▶ Page extract:
::::

COVID-19: New Mexico Shuts Down Manufactured Home Builder Solitaire Homes in Deming

According to a report by the Deming Headlight, Solitaire Manufactured Homes in Deming has temporarily suspended home production after receiving a cease and desist order served by the New Mexico Environmental Department.

Brett Jenkins, general manager of Solitaire Homes is frustrated and confused over the cease and desist order. Jenkins contends he has complied with the New Mexico Department of Health and Safety and OSHA (Occupational Safety and Health Administration) since spring regarding the COVID-19 pandemic and the state’s Rapid Response protocols.

“We have gone above and beyond since spring when this pandemic came about,” said Jenkins. “We initiated mandatory mask wearing, touchless temperature checks, provided signage and made social distancing a directive. Employees who are symptomatic are sent home and must get tested. We have worked with the Rapid Response team whenever we had someone test positive and followed all of their requirements to date.”

The New Mexico Environmental Department announced a temporary shut down (14 days) of Deming Manufactured Homes LLC, (Solitaire Manufactured Homes), based on its Rapid Response COVID-19 Watchlist. The list shows New Mexico places of employment that have two or more rapid responses in the last 14 days. There are currently 134 establishments on the Watchlist.

A rapid response is initiated when the state learns of a positive COVID-19 case in the workplace. NMED or the state agency initiating the rapid response will offer direction to establishments regarding testing, quarantining, isolating, disinfecting, and COVID Safe Practices.


Challenges Designation As “A Public Health Risk”

The Watchlist currently only includes organizations for which NMED conducts rapid responses, including grocery stores, restaurants, retail stores, gyms, salons and business offices. The Department will include other establishments on the watchlist soon.

::::

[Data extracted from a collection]

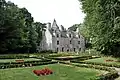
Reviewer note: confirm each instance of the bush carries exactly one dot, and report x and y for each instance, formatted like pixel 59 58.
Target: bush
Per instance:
pixel 109 76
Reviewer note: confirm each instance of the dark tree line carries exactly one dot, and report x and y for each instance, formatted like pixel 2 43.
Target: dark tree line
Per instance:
pixel 18 31
pixel 102 25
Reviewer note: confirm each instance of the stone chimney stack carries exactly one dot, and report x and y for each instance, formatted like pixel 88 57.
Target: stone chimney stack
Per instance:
pixel 48 25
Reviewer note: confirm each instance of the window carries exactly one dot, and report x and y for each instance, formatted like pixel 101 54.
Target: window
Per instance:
pixel 57 35
pixel 57 42
pixel 70 42
pixel 74 49
pixel 79 36
pixel 68 50
pixel 79 49
pixel 57 49
pixel 70 35
pixel 62 49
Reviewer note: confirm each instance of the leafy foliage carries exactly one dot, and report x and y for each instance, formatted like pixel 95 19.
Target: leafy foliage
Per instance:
pixel 102 24
pixel 18 35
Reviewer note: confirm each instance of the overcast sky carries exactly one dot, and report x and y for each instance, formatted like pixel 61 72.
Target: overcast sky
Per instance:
pixel 66 12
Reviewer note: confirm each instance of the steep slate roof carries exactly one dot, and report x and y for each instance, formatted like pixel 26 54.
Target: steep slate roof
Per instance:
pixel 63 32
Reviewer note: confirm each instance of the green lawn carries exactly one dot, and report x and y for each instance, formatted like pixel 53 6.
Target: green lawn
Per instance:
pixel 103 60
pixel 13 60
pixel 61 72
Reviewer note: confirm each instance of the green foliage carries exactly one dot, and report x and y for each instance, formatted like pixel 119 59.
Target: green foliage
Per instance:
pixel 18 35
pixel 102 24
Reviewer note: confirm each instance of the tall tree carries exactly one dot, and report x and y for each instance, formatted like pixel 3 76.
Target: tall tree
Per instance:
pixel 102 24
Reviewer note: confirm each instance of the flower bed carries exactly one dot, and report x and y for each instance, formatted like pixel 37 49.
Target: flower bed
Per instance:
pixel 42 72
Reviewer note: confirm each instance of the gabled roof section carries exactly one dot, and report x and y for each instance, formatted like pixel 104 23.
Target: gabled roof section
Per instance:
pixel 54 25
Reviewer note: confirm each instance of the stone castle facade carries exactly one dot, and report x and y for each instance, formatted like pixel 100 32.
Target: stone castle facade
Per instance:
pixel 57 38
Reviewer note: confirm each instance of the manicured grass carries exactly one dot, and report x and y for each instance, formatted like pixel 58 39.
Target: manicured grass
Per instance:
pixel 61 72
pixel 14 60
pixel 103 60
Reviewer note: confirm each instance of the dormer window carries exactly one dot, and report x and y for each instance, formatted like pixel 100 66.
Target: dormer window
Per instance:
pixel 70 42
pixel 57 35
pixel 70 35
pixel 57 42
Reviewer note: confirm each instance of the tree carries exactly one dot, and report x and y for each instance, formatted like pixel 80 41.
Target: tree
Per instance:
pixel 102 24
pixel 39 28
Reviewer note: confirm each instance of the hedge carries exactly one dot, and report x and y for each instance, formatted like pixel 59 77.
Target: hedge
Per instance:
pixel 95 63
pixel 109 76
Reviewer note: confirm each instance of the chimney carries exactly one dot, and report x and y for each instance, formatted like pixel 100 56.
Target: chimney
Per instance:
pixel 48 25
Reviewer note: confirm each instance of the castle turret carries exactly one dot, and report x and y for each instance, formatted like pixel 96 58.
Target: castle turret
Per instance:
pixel 54 25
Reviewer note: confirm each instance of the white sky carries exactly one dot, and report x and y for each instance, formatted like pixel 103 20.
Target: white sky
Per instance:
pixel 66 12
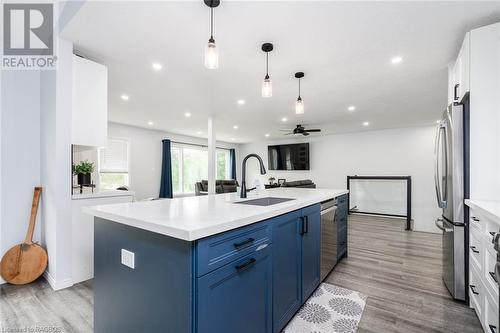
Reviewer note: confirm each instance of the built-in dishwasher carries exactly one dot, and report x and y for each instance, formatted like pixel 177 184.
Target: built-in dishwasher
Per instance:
pixel 328 237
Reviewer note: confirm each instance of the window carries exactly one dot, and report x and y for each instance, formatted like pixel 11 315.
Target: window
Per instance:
pixel 113 165
pixel 190 165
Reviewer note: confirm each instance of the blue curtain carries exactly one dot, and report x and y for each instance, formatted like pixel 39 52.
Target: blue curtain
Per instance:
pixel 166 171
pixel 232 158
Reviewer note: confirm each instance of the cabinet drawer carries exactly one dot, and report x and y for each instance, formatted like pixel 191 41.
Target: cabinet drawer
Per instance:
pixel 489 276
pixel 491 315
pixel 236 297
pixel 476 251
pixel 216 251
pixel 476 293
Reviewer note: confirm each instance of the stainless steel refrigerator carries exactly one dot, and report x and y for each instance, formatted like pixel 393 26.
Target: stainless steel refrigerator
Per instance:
pixel 451 185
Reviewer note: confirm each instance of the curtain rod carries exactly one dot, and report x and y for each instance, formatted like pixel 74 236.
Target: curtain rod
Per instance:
pixel 196 144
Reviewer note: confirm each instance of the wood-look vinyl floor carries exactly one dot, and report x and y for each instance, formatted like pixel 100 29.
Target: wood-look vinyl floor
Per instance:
pixel 400 272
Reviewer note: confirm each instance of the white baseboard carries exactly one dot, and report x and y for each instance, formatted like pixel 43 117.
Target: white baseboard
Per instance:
pixel 57 285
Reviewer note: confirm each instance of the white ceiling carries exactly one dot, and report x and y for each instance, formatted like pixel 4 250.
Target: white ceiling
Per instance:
pixel 344 48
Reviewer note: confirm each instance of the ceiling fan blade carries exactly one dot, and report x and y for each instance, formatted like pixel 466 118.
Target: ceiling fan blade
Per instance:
pixel 313 130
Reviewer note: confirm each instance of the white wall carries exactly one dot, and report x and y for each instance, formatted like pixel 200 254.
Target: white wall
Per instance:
pixel 406 151
pixel 55 103
pixel 20 154
pixel 146 154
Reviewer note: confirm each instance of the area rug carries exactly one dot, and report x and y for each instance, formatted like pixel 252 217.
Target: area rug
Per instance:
pixel 330 309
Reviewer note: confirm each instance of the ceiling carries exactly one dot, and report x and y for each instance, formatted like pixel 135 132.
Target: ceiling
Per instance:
pixel 344 48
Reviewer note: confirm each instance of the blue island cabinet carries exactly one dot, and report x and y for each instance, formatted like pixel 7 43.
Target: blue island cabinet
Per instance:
pixel 296 262
pixel 251 279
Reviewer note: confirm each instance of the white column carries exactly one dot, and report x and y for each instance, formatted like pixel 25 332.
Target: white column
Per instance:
pixel 211 155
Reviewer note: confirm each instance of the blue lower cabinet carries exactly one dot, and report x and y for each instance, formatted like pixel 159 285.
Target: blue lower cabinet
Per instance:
pixel 248 280
pixel 236 297
pixel 287 248
pixel 311 251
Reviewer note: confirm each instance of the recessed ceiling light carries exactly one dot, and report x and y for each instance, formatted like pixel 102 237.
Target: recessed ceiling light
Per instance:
pixel 157 66
pixel 396 60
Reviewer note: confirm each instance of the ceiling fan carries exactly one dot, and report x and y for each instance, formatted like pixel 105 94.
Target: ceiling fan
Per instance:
pixel 301 130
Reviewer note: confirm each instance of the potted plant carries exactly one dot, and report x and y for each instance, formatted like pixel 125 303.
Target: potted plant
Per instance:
pixel 84 170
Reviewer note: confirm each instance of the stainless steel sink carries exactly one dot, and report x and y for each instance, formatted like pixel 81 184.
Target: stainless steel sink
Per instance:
pixel 264 201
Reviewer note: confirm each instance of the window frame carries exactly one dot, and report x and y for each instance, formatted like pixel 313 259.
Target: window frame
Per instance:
pixel 181 147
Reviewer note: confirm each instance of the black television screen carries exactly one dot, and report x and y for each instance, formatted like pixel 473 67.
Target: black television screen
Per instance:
pixel 289 157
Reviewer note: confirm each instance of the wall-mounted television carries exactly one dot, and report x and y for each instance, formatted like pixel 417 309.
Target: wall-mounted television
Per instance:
pixel 289 157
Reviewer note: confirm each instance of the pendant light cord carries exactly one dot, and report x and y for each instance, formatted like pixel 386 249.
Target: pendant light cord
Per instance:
pixel 267 64
pixel 211 23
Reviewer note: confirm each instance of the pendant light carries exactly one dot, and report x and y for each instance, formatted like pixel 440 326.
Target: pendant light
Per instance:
pixel 267 87
pixel 211 52
pixel 299 104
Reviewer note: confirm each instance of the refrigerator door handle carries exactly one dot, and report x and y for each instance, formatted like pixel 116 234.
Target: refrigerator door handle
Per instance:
pixel 444 199
pixel 437 156
pixel 441 226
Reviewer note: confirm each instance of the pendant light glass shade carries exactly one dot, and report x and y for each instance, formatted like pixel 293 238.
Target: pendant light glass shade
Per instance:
pixel 211 55
pixel 267 87
pixel 299 106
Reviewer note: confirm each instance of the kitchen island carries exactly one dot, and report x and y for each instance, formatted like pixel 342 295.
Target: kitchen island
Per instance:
pixel 207 263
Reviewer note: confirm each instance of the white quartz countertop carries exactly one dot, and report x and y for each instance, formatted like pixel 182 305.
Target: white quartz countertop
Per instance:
pixel 490 209
pixel 103 194
pixel 192 218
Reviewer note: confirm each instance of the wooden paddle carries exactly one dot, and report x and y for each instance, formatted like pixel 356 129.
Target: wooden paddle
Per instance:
pixel 25 262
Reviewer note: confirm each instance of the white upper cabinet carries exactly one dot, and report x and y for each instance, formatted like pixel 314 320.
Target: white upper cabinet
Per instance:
pixel 460 75
pixel 90 103
pixel 485 113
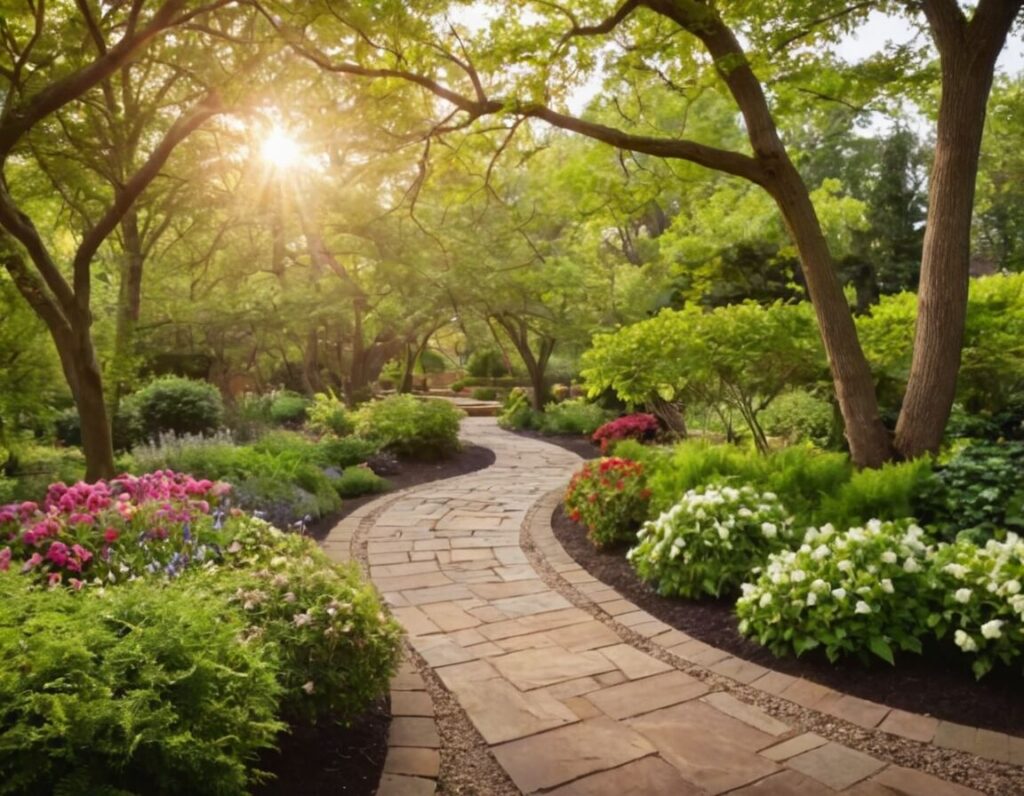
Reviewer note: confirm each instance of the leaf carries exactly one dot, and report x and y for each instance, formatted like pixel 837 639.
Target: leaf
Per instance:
pixel 881 647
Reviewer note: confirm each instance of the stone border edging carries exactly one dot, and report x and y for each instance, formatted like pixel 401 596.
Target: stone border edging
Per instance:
pixel 863 714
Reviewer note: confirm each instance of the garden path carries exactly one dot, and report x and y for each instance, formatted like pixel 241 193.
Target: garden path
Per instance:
pixel 590 695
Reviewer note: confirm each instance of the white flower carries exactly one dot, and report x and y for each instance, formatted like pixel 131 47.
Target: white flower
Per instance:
pixel 965 642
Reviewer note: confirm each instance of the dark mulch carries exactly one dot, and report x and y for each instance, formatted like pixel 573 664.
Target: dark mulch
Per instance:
pixel 330 758
pixel 412 473
pixel 938 683
pixel 581 446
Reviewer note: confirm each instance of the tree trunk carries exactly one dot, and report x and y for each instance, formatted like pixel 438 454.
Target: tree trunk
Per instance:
pixel 946 258
pixel 870 444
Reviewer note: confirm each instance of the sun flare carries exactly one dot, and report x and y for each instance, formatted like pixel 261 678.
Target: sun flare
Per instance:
pixel 281 150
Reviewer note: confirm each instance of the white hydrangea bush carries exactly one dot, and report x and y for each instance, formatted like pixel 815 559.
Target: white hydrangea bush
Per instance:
pixel 854 592
pixel 978 593
pixel 710 541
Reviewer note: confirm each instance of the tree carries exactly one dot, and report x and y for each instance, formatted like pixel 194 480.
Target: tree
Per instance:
pixel 38 87
pixel 476 84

::::

▶ To do:
**1)** Can you quote the Solitaire Homes shutdown article word for word, between "The New Mexico Environmental Department announced" and "COVID Safe Practices.", inclusive?
**2)** Could you continue the Solitaire Homes shutdown article from the point where it ends?

▶ Solved problems:
**1)**
The New Mexico Environmental Department announced a temporary shut down (14 days) of Deming Manufactured Homes LLC, (Solitaire Manufactured Homes), based on its Rapid Response COVID-19 Watchlist. The list shows New Mexico places of employment that have two or more rapid responses in the last 14 days. There are currently 134 establishments on the Watchlist.

A rapid response is initiated when the state learns of a positive COVID-19 case in the workplace. NMED or the state agency initiating the rapid response will offer direction to establishments regarding testing, quarantining, isolating, disinfecting, and COVID Safe Practices.

**2)**
“We do not fall under those categories,” Jenkins stated. “We have been in compliance throughout. I have been investigated and cleared of complaints twice by OSHA.”

In Auust, Solitaire Homes an employee tested positive, and within four hours Jenkins was contacting the state health department. The NM Environmental Department reported five has tested positive prior to the shutdown.

“I have a great working relationship with Dr.(Victor) Cruz and we began testing here at the plant.” Jenkins said. “We have cooperated with the health departments in terms of contract tracing and I did all the right things in compliance. We were told we are doing great.”

Jenkins has reached out to local leaders Sen.John Arthur Smith and State Rep. Candie Sweetser. “The logic behind this is mind-numb,”  Jenkins said. “…No warning or answers from the health department. I need to know how we are a public health risk,”

A lack of communication has been frustrating for Jenkins, along with the stoppage of manufacturing operations. He has had to cancel truck deliveries of materials and deal with the financial loss of closing the plant. “We have a backlog of orders to fill that we will have to push back and the loss in sales is frustrating,” Jenkins explained. 

The 150,000 square foot facility employs 150 who were sent home on Wednesday for two weeks. “I paid them for the day’s work, but now they will file for unemployment to make ends meet,” Jenkins said.